• _WHAT IS EXPECTED_: Return the data below in full, matching every line exactly.

(Items from a data source)
● ● ● ● ●

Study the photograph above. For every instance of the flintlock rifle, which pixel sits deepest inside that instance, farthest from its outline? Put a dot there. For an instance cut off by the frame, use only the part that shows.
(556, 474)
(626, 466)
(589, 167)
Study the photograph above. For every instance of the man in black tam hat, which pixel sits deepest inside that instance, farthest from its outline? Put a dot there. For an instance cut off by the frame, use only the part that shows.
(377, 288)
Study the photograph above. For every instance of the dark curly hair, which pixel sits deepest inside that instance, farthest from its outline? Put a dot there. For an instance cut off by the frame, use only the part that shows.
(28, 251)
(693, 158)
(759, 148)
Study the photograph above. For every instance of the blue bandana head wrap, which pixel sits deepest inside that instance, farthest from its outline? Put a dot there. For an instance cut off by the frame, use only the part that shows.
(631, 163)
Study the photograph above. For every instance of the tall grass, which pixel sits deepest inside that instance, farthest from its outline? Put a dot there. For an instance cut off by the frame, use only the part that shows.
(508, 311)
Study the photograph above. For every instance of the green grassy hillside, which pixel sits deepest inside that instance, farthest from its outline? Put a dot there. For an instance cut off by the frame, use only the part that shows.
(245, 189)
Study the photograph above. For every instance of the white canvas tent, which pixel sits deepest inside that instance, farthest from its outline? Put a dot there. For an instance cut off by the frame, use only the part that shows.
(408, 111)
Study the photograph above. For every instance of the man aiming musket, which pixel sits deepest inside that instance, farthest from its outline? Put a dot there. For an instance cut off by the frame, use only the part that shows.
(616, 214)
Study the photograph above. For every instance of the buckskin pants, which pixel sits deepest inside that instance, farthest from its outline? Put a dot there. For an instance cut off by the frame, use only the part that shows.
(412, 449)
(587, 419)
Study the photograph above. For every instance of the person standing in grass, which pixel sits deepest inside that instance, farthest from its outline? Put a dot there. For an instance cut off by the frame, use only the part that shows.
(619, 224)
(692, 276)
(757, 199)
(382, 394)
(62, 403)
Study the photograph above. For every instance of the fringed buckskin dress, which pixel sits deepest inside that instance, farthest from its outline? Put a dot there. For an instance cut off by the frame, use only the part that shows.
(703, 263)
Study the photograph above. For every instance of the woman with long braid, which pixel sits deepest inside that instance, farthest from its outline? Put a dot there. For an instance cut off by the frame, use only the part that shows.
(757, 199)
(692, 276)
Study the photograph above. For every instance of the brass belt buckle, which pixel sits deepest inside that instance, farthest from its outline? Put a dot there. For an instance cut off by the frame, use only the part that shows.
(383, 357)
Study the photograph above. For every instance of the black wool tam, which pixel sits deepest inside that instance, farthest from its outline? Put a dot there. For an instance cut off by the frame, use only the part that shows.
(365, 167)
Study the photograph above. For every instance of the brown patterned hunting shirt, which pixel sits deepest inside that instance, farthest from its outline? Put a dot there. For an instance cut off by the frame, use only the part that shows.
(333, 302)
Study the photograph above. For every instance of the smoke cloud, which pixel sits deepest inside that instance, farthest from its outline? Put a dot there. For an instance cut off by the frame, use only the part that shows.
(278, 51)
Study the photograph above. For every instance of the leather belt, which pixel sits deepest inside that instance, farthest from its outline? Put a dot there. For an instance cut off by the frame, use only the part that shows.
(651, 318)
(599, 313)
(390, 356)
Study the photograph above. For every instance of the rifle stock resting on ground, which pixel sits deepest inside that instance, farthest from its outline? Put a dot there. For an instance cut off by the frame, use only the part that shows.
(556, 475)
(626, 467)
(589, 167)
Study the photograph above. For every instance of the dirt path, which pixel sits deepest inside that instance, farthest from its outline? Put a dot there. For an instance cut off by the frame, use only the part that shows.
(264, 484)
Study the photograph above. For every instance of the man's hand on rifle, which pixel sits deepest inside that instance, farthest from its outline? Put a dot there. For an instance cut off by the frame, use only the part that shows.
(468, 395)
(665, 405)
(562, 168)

● ● ● ● ●

• _WRITTEN RESPONSE_:
Study the photograph above. For every instance of the flintlock rifle, which pixel sits deepest inside that instance, farthest from its outline? Put a dot there. For an instance cut off by the frame, use only the part that shows.
(556, 474)
(626, 466)
(589, 167)
Study the photograph above. For every instance of the man in black tam hat, which pixel sits deepest inside that instance, farthest from its outline? Put a dot there. For an instance cut off by the frame, use only the part that shows.
(377, 288)
Study the photograph above. For every instance of the dark curly hair, which pixel sits deepest inside that instance, farthest from its outline? Put a dot there. For an instance cut off by the frame, use only the part that shows.
(28, 251)
(693, 158)
(759, 148)
Study the photograph above. For every instance of the blue bandana head wrap, which pixel sits deepest inside that instance, farthest from its outline? Put a dot there. For an instance cut off by the frame, use only the part that shows.
(631, 163)
Study the photograph above. For every instance of the tall grass, which pixel sits deepest inside that instance, farthest from its outline? Put a dot there. For an instance cut off by the frame, use only the part that shows.
(508, 311)
Study the photograph above. For every instance of the green grassy hillside, which pixel sits deepest inside that instance, farthest from its outline? Put a dot there. For an instance cut off by the frame, use only the part that shows.
(245, 189)
Study the photograph above. For every instance of the white canvas tent, which pixel sits deepest inside that instance, farthest from its outline? Put a dot there. For an instance cut off by the frame, use only the part that shows.
(408, 111)
Study the photograph above. For every instance of the man aiming musket, which pixel sits deepest inside that instance, farthest from its outline? Put a dot there. For an instance cut off by the frame, use only the part that shows.
(616, 214)
Study the photograph above. For every instance of the buckskin pants, which pixel sits deepest inside that instance, farthest from its outline? Put a dot there. For an instance cut off by the frame, use only the part that shows.
(412, 449)
(587, 419)
Study the photograph above. For every instance of the person standing in grass, which pixel sits deepest inside that instance, farthest from its outline? Put a dot there. For an instance cut off by the frame, use only the part that shows.
(619, 224)
(692, 276)
(757, 199)
(382, 394)
(62, 403)
Study the photograph above. For every instance of the fringed buckskin dress, which pixel sits deepest inside that instance, farthest from its outline? Put a dot there. For an instance cut off by the frame, use only the part that shows.
(703, 263)
Study the photograph above. For every instance of the woman with long braid, which pixel sits deepest inside that instance, farthest from its outline? Put a dot there. For an instance cut off by the frame, use only the part that shows.
(757, 199)
(692, 276)
Study the photograph above. For every instance of the brass belt buckle, which pixel sits deepest inside that instance, farthest from its outline? Put a dot there. For an instance cut off by the frame, use only the part that shows.
(383, 357)
Study the photograph above. For every instance of the black wool tam, which pixel sits deepest inside that instance, farthest from its outline? Put a dot there. For an instance cut off by the frame, use only the part that shows.
(365, 167)
Study the photograph above. For every instance of the brown patterned hunting shirt, which pixel sits deepest inside that instance, farthest from its outline? Put a dot there. For an instance cut off by the frame, use only the part that shows.
(333, 302)
Study the photograph above. For every instance of the smoke cloud, which pixel sits deepest inside that instance, farthest from its outline? Put a dot there. For an instance cut off by the frame, use only the part that shows.
(278, 51)
Study the photograph above. For every instance of the leather belt, which pixel sits deepest inside that instance, farthest from its outline? Put a dot there. For an instance cut off by the frame, use only the part that shows.
(651, 318)
(599, 313)
(390, 356)
Study the photograph above. For every instance of the rifle stock resting on ground, which pixel sits deepest inside that instance, farthest from its outline? Put a dot there. For an instance cut off by the frame, use only the part that shows.
(556, 475)
(626, 467)
(589, 167)
Study the photograph above. For every instance of the dirt path, which pixel sits deepest inside that instance, farthest from its outline? Put a dot there. For an instance cut off by the frame, use only the part that shows.
(264, 484)
Study the photograph above. For every instance of the man's hand on rifle, which pixel sits deepest inside that instance, farthest from its outline? Put a dot there. For an instance cut off by the frame, use only the part that shows.
(468, 395)
(665, 405)
(562, 168)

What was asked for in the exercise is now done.